- What you should do
An exact transcription of all the entries is needed; pictures stay out.

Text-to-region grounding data
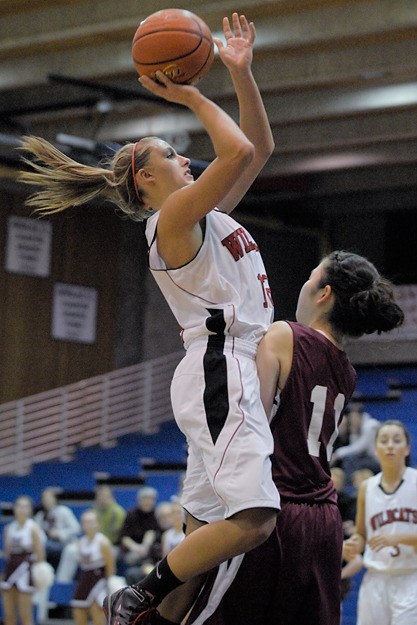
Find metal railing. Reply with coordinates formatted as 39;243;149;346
0;351;184;476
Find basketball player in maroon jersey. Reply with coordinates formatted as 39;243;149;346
185;251;404;625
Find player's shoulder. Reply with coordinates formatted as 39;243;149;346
267;319;293;337
264;320;293;347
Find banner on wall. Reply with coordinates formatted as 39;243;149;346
5;215;52;277
355;284;417;342
52;283;98;344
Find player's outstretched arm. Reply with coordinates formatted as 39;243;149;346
215;13;275;213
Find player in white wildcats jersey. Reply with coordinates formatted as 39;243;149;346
0;496;45;625
344;420;417;625
18;13;280;625
363;468;417;574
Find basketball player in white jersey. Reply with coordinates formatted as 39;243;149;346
19;13;280;625
0;496;45;625
344;420;417;625
71;510;114;625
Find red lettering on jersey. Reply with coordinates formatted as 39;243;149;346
370;507;417;530
258;273;274;308
238;228;259;253
221;227;259;261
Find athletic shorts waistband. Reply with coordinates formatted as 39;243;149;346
186;335;258;359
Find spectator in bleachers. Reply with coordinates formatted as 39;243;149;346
351;467;375;492
71;509;114;625
344;420;417;625
0;495;45;625
117;487;161;582
160;502;185;559
331;403;380;485
331;467;357;539
331;467;364;603
130;501;177;579
93;485;126;547
341;468;374;587
34;487;81;572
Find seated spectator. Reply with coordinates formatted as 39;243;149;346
331;403;380;484
331;467;357;539
34;487;80;571
71;509;114;625
117;486;161;583
93;485;126;547
333;411;350;451
331;467;365;602
351;467;375;493
160;501;185;558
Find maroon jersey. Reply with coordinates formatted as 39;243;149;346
271;321;356;503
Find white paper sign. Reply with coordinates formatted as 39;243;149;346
5;215;51;277
52;283;98;344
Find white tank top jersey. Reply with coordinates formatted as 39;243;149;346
6;519;37;554
363;466;417;574
78;532;106;571
146;209;274;349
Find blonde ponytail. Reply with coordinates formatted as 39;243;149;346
19;136;153;222
19;136;117;215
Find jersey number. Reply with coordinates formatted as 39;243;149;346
307;385;345;460
257;273;273;308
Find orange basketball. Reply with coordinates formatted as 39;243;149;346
132;9;214;85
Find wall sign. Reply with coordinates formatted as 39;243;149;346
6;215;52;277
52;283;98;344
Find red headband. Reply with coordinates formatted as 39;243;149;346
131;142;140;200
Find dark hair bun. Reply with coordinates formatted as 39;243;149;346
350;280;404;335
322;251;405;339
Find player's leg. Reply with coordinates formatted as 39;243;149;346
72;606;89;625
91;600;107;625
165;507;276;580
157;512;207;624
2;588;18;625
389;572;417;625
17;590;35;625
357;572;390;625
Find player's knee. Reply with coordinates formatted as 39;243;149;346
252;509;277;546
234;507;277;551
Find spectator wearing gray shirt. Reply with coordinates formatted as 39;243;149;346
34;487;81;571
331;404;380;485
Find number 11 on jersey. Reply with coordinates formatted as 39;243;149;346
308;385;345;460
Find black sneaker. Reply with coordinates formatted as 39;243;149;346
103;585;156;625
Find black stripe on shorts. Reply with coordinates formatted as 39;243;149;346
203;309;229;445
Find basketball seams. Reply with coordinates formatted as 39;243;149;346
132;30;212;45
133;36;212;66
186;46;215;84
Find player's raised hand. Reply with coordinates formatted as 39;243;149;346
214;13;255;71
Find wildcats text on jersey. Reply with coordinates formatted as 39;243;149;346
221;227;259;261
371;507;417;530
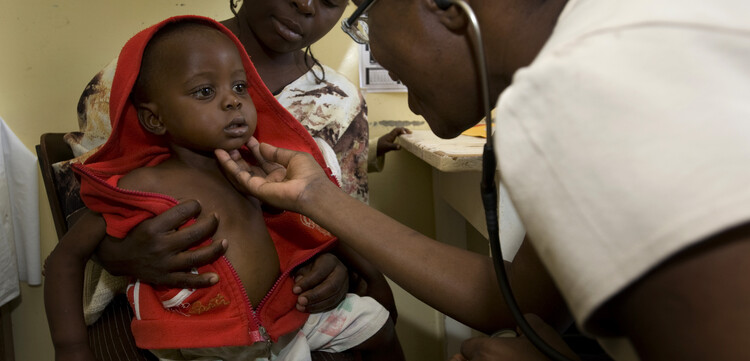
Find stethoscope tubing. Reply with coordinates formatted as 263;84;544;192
444;0;576;359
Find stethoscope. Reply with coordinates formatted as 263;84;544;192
435;0;575;360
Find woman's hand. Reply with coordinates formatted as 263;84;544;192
377;127;411;157
94;200;227;289
216;137;336;214
449;314;579;361
292;253;349;313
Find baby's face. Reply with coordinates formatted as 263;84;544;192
150;27;257;153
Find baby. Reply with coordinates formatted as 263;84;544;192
44;16;401;361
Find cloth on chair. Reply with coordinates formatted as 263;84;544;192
0;115;41;307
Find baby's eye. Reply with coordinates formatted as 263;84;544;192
193;87;215;99
233;82;248;95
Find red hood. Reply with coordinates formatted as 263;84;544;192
82;14;330;177
74;15;338;239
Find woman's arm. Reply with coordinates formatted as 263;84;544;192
93;199;349;312
44;211;106;361
217;141;570;333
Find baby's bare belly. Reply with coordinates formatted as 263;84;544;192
169;177;279;307
217;224;280;307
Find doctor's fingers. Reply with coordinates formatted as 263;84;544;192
243;137;282;173
457;314;578;361
459;336;546;361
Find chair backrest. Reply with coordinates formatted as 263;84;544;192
36;132;75;240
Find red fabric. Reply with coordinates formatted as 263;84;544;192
73;16;337;350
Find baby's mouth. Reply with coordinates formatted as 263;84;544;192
224;118;249;137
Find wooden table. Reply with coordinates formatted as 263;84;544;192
398;130;526;354
397;130;485;172
398;130;525;246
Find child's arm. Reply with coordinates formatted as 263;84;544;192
44;210;107;361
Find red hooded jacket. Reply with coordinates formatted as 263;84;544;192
73;16;338;350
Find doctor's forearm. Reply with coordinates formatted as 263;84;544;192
300;182;544;332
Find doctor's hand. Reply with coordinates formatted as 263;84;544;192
94;200;227;289
449;314;579;361
216;137;338;214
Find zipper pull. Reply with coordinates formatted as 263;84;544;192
258;326;272;354
258;326;270;342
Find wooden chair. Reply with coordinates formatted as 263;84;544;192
36;132;354;361
36;133;78;239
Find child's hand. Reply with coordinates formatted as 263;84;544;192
55;345;97;361
377;127;411;157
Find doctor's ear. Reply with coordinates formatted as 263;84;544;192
136;104;166;135
428;0;469;30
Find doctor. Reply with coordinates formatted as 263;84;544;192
214;0;750;360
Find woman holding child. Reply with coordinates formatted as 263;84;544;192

- Solution for this task
Find metal railing. Reply with coordinates formatted as 39;243;149;346
0;351;184;476
Find basketball player in maroon jersey. Reply with coordinates formatted as 39;243;149;346
185;251;404;625
Find player's shoulder. Reply with coordinates formatted as 39;243;149;346
267;319;293;337
264;320;293;347
Find banner on wall. Reply with coordinates formatted as 39;243;149;346
5;215;52;277
355;284;417;342
52;283;98;344
Find player's outstretched arm. Reply with coordinates formatted as 39;243;149;346
215;13;275;213
Find player in white wildcats jersey. Reply with coordinates formatted as 39;243;149;346
0;496;45;625
344;420;417;625
18;13;280;625
363;468;417;574
Find basketball player in white jersey. Reply with coordinates formatted as 39;243;149;346
19;13;280;625
0;496;45;625
344;420;417;625
71;510;114;625
Find red lettering on jersey. Reply with coordinates formatted as 39;243;149;346
370;507;417;530
258;273;274;308
238;228;259;253
221;227;259;261
Find athletic shorts waistband. Reply with coordinates formatted as 39;243;149;346
186;335;258;359
Find spectator in bleachers. Reply with coordinates formatted as 39;243;149;346
351;467;375;492
71;509;114;625
344;420;417;625
0;495;45;625
117;487;161;582
160;502;185;559
331;403;380;485
331;467;357;539
331;467;364;603
130;501;177;579
93;485;126;547
341;468;374;587
34;487;81;572
Find seated spectator. Reply with coordinates formatted as 39;243;149;346
331;403;380;484
331;467;357;539
34;487;80;571
71;509;114;625
117;486;161;583
93;485;126;547
333;411;350;451
331;467;365;602
351;467;375;493
160;501;185;558
Find maroon jersey. Reply with coordinates formatted as 39;243;149;346
271;321;356;503
Find white paper sign. Reply with coordinates formatted as 39;243;149;346
5;215;51;277
52;283;98;344
Find white tank top jersey. Reply with coordinates formatted as 39;243;149;346
6;519;37;554
363;466;417;574
78;532;106;571
146;209;274;349
Find blonde ponytail. Reply with coordinates formatted as 39;243;149;346
19;136;153;222
19;136;117;215
Find jersey number. Reply with coordinates formatted as 39;243;149;346
307;385;345;460
257;273;273;308
Find orange basketball. Reply with coordinates formatted as 39;243;149;346
132;9;214;85
Find wall sign. Reply with coordinates formatted as 39;243;149;346
6;215;52;277
52;283;98;344
Find red headband. Reply with coordinates formatted as 39;243;149;346
131;142;140;200
Find dark hair bun. Reply with coordinates formatted as 39;243;149;346
350;280;404;335
322;251;405;339
Find player's leg. Reply with coordinates formatted as 39;243;149;346
72;606;89;625
91;600;107;625
165;507;276;580
157;512;207;624
2;588;18;625
389;572;417;625
17;590;35;625
357;572;390;625
Find player's knee. Reply with coordinates formatted as 39;243;149;346
252;509;277;546
234;507;277;551
Find spectator wearing gray shirt. Reply with coordinates formatted as 39;243;149;346
34;487;81;571
331;404;380;485
Find number 11 on jersey. Reply with coordinates formatted as 39;243;149;346
308;385;345;460
Find black sneaker. Reply with coordinates formatted as 39;243;149;346
103;585;156;625
Find black stripe on shorts. Reply with coordinates formatted as 39;243;149;346
203;309;229;445
Find basketball seams. Reply with coordinates formatted as 39;243;149;346
132;30;212;45
133;36;212;66
186;46;215;84
Find player's raised hand. Reply with coordinates formatted as 39;243;149;346
214;13;255;71
Find wildcats text on jersey. Reply with coordinates formatted as 39;243;149;346
221;227;259;261
371;507;417;530
Find stethoscope tubing. Reply with coordinates formatted as 263;84;544;192
444;0;576;359
Find stethoscope. Reply with coordinates formatted as 263;84;544;192
435;0;575;360
Find woman's hand. Reply with coordinates formatted as 263;84;544;192
377;127;411;157
94;200;227;289
216;137;336;214
449;314;579;361
292;253;349;313
Find baby's face. Reply with coordinates formatted as 263;84;544;192
150;27;257;153
Find baby. Reply with coordinates formatted as 263;84;544;192
44;16;401;361
Find cloth on chair. Reply with coordinates formatted as 263;84;544;192
0;115;41;307
Find baby's eye. Reply with coordinates formatted as 263;84;544;192
193;87;215;99
233;82;248;95
Find red hood. Reply with coordinates formatted as 263;84;544;192
82;14;330;177
74;15;338;239
Find woman's arm. Reply with coordinates formatted as 263;84;544;192
93;199;349;312
44;211;106;361
217;141;570;333
Find baby's bare belly. Reply with coordinates formatted as 263;84;544;192
169;177;279;307
217;224;280;307
Find doctor's fingers. Reply with coordinates formatted as 263;84;544;192
243;137;282;173
457;314;578;361
459;336;546;361
Find chair backrest. Reply with coordinates formatted as 263;84;544;192
36;132;75;240
Find red fabric. Reply with coordinates formatted as 263;84;544;192
73;16;337;350
Find baby's mouth. Reply with coordinates formatted as 263;84;544;192
224;118;249;137
Find wooden table. Reply with coordinates formatted as 263;84;544;192
398;130;526;354
397;130;485;172
398;130;525;246
Find child's arm. Reply with coordinates formatted as 263;84;544;192
44;210;107;361
Find red hooded jacket. Reply with coordinates formatted as 263;84;544;192
73;16;338;350
Find doctor's forearm. Reply with coordinates formatted as 263;84;544;192
300;182;544;332
Find doctor's hand. Reply with coordinates formatted as 263;84;544;192
94;200;227;289
449;314;579;361
216;137;338;214
Find zipper pull. Reply with coordinates formatted as 263;84;544;192
258;326;272;354
258;326;270;342
Find wooden chair. Reply with coordinates formatted as 263;84;544;192
36;132;354;361
36;133;78;239
Find child's hand. Reply with coordinates formatted as 263;84;544;192
55;345;97;361
377;127;411;157
Find doctor's ear. Reply with coordinates formatted as 263;84;544;192
136;104;166;135
428;0;469;30
Find doctor. Reply with coordinates formatted as 263;84;544;192
214;0;750;360
Find woman holding child. Reply with coordinates formatted as 263;84;544;192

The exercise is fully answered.